* _INSTRUCTIONS FOR THE TASK_: Begin at the line below that contains "Tag the yellow". Repeat it and all remaining lines of the records exactly.

— BEGIN —

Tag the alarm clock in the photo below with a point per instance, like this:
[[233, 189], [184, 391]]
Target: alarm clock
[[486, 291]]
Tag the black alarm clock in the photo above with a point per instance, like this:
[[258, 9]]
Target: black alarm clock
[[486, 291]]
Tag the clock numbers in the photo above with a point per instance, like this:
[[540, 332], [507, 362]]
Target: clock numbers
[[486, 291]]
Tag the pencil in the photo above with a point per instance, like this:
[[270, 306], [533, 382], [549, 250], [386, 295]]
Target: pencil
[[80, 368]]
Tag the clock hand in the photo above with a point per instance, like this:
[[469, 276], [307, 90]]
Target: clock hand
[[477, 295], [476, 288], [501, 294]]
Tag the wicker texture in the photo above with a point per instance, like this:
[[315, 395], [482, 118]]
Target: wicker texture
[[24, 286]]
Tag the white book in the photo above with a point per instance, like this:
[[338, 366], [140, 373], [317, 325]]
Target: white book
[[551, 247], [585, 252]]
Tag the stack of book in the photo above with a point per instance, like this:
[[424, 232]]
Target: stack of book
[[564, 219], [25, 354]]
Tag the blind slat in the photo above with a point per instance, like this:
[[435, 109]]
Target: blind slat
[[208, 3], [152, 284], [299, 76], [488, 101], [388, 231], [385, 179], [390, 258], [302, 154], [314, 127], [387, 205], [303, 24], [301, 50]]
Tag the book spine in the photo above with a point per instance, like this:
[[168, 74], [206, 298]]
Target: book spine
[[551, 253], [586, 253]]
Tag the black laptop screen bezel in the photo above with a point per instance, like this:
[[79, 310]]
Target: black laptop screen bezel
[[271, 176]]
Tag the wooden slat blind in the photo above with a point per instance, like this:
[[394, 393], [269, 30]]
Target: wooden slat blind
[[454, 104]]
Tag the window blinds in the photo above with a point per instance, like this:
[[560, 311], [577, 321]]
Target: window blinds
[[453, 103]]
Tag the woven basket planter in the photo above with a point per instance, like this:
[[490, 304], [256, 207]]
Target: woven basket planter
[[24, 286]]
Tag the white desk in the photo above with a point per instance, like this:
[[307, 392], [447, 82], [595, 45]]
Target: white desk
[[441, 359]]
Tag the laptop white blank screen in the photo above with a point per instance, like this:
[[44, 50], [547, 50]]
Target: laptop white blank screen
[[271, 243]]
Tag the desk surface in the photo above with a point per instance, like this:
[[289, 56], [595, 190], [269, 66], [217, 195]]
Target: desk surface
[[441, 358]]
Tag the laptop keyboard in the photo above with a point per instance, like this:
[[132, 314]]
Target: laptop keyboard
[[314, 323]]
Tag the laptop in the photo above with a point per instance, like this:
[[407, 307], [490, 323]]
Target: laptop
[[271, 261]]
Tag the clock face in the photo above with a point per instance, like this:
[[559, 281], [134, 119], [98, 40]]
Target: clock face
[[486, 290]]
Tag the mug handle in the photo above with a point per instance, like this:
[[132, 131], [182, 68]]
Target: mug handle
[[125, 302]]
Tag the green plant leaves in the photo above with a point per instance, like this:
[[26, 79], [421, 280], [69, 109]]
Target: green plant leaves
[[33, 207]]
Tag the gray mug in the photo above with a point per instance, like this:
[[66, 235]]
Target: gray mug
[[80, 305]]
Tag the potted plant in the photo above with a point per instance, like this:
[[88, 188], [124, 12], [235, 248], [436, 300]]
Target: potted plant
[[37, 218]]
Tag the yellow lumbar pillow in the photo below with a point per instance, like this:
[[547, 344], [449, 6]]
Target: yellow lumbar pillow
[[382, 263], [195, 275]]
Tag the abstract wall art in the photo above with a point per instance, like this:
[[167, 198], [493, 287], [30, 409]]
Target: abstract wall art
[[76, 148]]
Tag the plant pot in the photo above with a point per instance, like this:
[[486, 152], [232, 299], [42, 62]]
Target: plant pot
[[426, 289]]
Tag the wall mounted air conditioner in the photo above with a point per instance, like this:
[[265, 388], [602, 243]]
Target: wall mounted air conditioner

— END —

* _TASK RESPONSE_:
Tag the yellow lumbar pillow in the photo below with a point per instance, like this:
[[547, 344], [449, 6]]
Target: yellow lumbar pillow
[[382, 263], [195, 275]]
Tag the abstract wall art in the photo above with a point per instance, like this:
[[167, 198], [493, 287], [30, 409]]
Target: abstract wall art
[[76, 148]]
Tag the plant pot in the photo above with a point per instance, like this:
[[486, 152], [232, 299], [42, 62]]
Target: plant pot
[[426, 289]]
Tag the wall mounted air conditioner in the photo above with a point per instance, like this:
[[265, 388], [602, 243]]
Target: wall mounted air conditioner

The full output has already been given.